Arrange the data lines from the one containing "Find the distant" through the one containing "[[[0,127],[256,127],[256,104],[181,85],[154,64],[0,58]]]", both included, as a JSON list of strings, one string per line. Leave out blank lines and the pictures.

──────── Material provided ────────

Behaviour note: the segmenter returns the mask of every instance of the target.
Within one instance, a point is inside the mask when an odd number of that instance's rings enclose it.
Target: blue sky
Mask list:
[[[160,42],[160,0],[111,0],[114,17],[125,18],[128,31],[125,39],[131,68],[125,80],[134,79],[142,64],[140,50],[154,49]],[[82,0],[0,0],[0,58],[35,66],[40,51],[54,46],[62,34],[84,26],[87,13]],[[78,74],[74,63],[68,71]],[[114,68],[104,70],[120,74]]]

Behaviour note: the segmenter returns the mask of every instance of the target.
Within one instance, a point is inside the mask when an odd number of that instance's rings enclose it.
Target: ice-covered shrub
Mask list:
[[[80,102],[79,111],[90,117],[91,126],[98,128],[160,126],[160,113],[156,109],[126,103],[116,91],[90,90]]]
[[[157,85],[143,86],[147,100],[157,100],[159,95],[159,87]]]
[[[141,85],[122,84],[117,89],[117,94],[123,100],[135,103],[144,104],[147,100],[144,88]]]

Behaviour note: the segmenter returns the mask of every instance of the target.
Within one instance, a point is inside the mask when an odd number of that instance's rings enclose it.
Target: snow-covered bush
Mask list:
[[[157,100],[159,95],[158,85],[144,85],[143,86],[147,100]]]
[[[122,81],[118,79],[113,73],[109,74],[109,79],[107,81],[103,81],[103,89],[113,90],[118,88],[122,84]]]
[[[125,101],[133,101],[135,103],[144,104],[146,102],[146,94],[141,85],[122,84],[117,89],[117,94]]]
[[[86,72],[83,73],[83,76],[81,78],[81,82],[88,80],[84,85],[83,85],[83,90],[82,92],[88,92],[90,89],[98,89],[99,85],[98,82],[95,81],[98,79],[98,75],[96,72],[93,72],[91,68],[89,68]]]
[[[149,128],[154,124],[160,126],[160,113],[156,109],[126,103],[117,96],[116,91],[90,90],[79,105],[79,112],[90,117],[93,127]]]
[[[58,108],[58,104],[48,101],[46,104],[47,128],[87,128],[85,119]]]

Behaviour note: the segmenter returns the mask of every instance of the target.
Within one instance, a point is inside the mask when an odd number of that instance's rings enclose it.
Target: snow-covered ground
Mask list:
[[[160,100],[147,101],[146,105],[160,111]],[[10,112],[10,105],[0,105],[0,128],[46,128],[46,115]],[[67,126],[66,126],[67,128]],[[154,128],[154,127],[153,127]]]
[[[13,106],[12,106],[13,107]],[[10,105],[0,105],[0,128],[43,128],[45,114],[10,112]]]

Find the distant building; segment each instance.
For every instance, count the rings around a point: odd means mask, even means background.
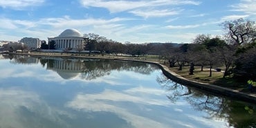
[[[0,49],[3,49],[3,46],[8,44],[6,42],[0,42]]]
[[[76,29],[66,29],[55,37],[48,37],[48,42],[54,40],[56,49],[75,49],[78,46],[83,47],[83,35]]]
[[[28,46],[29,49],[37,49],[41,46],[39,38],[24,37],[19,42]]]

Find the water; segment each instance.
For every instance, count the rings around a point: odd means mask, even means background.
[[[255,104],[175,83],[154,65],[0,58],[1,128],[256,127]]]

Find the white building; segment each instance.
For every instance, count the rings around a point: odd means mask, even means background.
[[[19,42],[24,43],[28,46],[29,49],[37,49],[41,46],[41,42],[39,38],[24,37]]]
[[[76,29],[66,29],[57,37],[48,38],[48,42],[52,40],[55,42],[56,49],[75,50],[78,46],[84,47],[83,35]]]

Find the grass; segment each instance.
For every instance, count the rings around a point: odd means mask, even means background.
[[[212,77],[209,77],[209,68],[204,68],[201,71],[201,66],[194,66],[194,75],[188,74],[189,68],[190,66],[183,66],[182,71],[178,71],[179,67],[170,68],[171,71],[190,80],[230,88],[241,92],[250,92],[246,83],[237,82],[228,77],[223,78],[223,73],[217,72],[214,68],[212,68]]]

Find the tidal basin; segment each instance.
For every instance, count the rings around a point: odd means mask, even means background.
[[[0,127],[256,127],[256,104],[181,85],[154,64],[0,58]]]

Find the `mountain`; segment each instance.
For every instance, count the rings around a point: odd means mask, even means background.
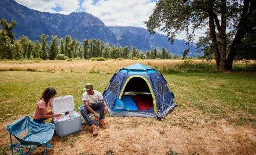
[[[164,35],[156,33],[150,35],[144,28],[131,26],[106,26],[98,18],[86,12],[73,12],[65,15],[42,12],[30,9],[14,0],[0,0],[0,18],[8,22],[14,20],[17,23],[13,29],[16,39],[22,35],[30,39],[39,39],[45,34],[59,38],[70,35],[82,42],[84,39],[97,39],[108,43],[110,46],[124,47],[130,49],[134,46],[146,51],[156,47],[160,50],[162,46],[172,54],[182,55],[187,48],[183,40],[176,39],[171,44]],[[196,56],[194,46],[189,53]]]
[[[130,49],[134,46],[146,51],[156,47],[160,50],[163,46],[172,54],[182,55],[184,50],[187,49],[184,40],[176,39],[174,44],[171,44],[165,35],[157,33],[150,35],[147,29],[132,26],[109,26],[109,28],[116,36],[122,46],[128,46]],[[195,47],[192,46],[189,55],[197,55]]]

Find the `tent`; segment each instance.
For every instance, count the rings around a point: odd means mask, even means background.
[[[117,71],[103,93],[110,116],[163,117],[177,105],[163,75],[139,63]]]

────────

**Solution to the exercise**.
[
  "Find the distant building; segment each instance.",
  "For every instance, count the rings around a point: odd means mask, even means background.",
  "[[[0,49],[3,49],[3,46],[8,44],[6,42],[0,42]]]",
  "[[[76,29],[66,29],[55,37],[48,37],[48,42],[54,40],[56,49],[75,49],[78,46],[83,47],[83,35]]]",
  "[[[28,46],[29,49],[37,49],[41,46],[39,38],[24,37],[19,42]]]",
  "Find the water; segment each instance.",
  "For every instance, count the rings around a point: odd means mask, even means background.",
  "[[[255,104],[175,83],[154,65],[0,58],[1,128],[256,127]]]",
  "Find the white building; segment each instance.",
  "For every instance, count the rings around a point: odd means mask, even means background.",
  "[[[19,42],[24,43],[28,46],[29,49],[37,49],[41,46],[41,42],[39,38],[24,37]]]",
  "[[[76,29],[66,29],[57,37],[48,38],[48,42],[52,40],[55,42],[56,49],[75,50],[78,46],[84,47],[83,35]]]",
  "Find the grass; segment each instance.",
  "For every instance, count the rings around a point: odd means mask, even means background.",
  "[[[212,77],[209,77],[209,68],[204,68],[201,71],[201,66],[194,66],[194,75],[188,74],[189,68],[190,66],[183,66],[182,71],[178,71],[179,67],[170,68],[171,71],[190,80],[230,88],[241,92],[250,92],[246,83],[237,82],[228,77],[223,78],[223,73],[217,72],[214,68],[212,68]]]",
  "Find the tidal basin; segment each instance.",
  "For every instance, count the rings around a point: odd means mask, even means background.",
  "[[[0,127],[256,127],[256,104],[181,85],[154,64],[0,58]]]"
]